§ **Problem description**
Are you able to retype all the records below exactly?

§ **Information supplied**
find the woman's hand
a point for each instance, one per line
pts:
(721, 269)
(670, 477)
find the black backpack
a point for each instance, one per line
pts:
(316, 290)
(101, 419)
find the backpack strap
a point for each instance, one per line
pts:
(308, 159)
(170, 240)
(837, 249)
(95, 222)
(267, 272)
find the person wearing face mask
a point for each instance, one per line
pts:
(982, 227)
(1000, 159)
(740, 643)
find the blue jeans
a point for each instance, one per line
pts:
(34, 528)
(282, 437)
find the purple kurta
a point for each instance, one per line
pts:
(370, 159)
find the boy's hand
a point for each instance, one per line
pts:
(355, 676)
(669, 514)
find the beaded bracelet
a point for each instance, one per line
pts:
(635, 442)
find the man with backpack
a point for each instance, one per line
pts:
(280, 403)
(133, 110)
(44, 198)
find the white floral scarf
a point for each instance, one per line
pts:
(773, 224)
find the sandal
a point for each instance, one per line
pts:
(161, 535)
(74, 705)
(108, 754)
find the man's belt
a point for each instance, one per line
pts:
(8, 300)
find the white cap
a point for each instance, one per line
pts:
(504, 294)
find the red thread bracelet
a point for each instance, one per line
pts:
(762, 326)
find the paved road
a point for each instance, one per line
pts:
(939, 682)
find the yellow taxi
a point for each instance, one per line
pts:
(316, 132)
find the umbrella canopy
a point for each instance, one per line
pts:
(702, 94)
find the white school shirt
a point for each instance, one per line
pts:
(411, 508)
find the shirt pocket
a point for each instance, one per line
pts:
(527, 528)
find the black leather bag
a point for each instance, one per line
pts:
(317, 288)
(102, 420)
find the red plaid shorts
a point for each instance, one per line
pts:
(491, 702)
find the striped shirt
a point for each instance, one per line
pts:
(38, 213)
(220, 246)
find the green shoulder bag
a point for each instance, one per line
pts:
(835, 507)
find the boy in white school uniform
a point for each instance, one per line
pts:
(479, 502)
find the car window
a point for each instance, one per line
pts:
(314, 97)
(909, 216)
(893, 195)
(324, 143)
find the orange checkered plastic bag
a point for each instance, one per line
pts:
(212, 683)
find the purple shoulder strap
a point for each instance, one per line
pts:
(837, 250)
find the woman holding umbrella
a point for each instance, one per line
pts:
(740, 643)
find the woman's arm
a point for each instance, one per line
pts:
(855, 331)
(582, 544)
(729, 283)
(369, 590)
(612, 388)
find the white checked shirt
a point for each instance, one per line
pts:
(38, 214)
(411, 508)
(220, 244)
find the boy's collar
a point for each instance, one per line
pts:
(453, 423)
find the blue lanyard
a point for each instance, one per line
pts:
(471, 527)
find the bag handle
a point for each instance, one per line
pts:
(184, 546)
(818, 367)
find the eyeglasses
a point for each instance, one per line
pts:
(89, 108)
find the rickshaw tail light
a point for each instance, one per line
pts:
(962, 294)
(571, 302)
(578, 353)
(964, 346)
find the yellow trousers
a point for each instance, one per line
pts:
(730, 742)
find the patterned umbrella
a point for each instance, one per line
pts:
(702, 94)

§ **Solution below**
find the woman's hand
a point for each instance, one per line
pts:
(721, 269)
(670, 477)
find the black backpack
a point for each instance, one per line
pts:
(316, 290)
(101, 419)
find the backpack strap
a point for each instance, one per line
pts:
(308, 159)
(170, 240)
(837, 249)
(95, 222)
(267, 272)
find the person wearing face mask
a point for each instance, one per line
pts:
(982, 227)
(1000, 159)
(740, 643)
find the blue jeans
a point for each instance, one per line
pts:
(34, 528)
(282, 437)
find the purple kurta
a point for each instance, one per line
pts:
(370, 159)
find the boy's hand
a point for each instance, one per line
pts:
(355, 676)
(669, 514)
find the beaded bracelet
a point for each instance, one per line
pts:
(635, 442)
find the man with backpack
a point for each instance, one per line
pts:
(280, 403)
(133, 110)
(44, 198)
find the white floral scarf
a point for each instance, one per line
pts:
(773, 224)
find the sandal
a point for each instance, one per line
pts:
(161, 535)
(74, 705)
(108, 754)
find the man's belt
a point for each instance, one per line
pts:
(8, 300)
find the white cap
a point for each instance, one per line
pts:
(504, 294)
find the red thread bracelet
a point for each instance, one per line
pts:
(762, 326)
find the paved road
a point for each instance, one per line
pts:
(939, 682)
find the yellow taxi
a point for each instance, one per line
pts:
(316, 132)
find the umbrella canopy
a point for each instance, one per line
pts:
(702, 94)
find the white school shirt
a point for each instance, one per line
pts:
(411, 508)
find the shirt pocket
a point for each instance, one per line
pts:
(527, 528)
find the black leather bag
a point for each instance, one per line
pts:
(317, 288)
(102, 420)
find the red plaid shorts
a point for each instance, one per line
pts:
(491, 702)
find the striped shirt
a point for each instance, one per line
pts:
(38, 213)
(220, 246)
find the green shoulder bag
a point for each instance, one per line
pts:
(835, 507)
find the boy in white school uniform
a point for each instance, one per line
pts:
(479, 502)
find the car window
a point for each instance, one per line
pts:
(314, 97)
(909, 216)
(893, 195)
(324, 143)
find the orange checkered plastic bag
a point for each instance, one per line
pts:
(212, 683)
find the purple shoulder strap
a point for each instance, one per line
pts:
(837, 250)
find the woman holding umbrella
a point for each instance, one per line
pts:
(740, 643)
find the woman's arm
a point for each instance, one per line
pts:
(855, 331)
(582, 544)
(729, 283)
(369, 590)
(612, 388)
find the white checked shirt
a point for each instance, one per line
pts:
(38, 214)
(411, 508)
(220, 244)
find the boy's collar
a point for each instance, one per line
pts:
(453, 423)
find the blue lanyard
a point for each instance, one per line
pts:
(471, 527)
find the bag handle
a point for each instance, one per line
pts:
(184, 546)
(818, 367)
find the eyeglasses
a point for each instance, one per line
pts:
(89, 108)
find the rickshaw tail light
a point for each instance, one per line
pts:
(962, 294)
(571, 302)
(578, 353)
(964, 346)
find the yellow trousers
a point for each instance, one per line
pts:
(730, 742)
find the patterned umbrella
a point for each instance, one per line
pts:
(702, 94)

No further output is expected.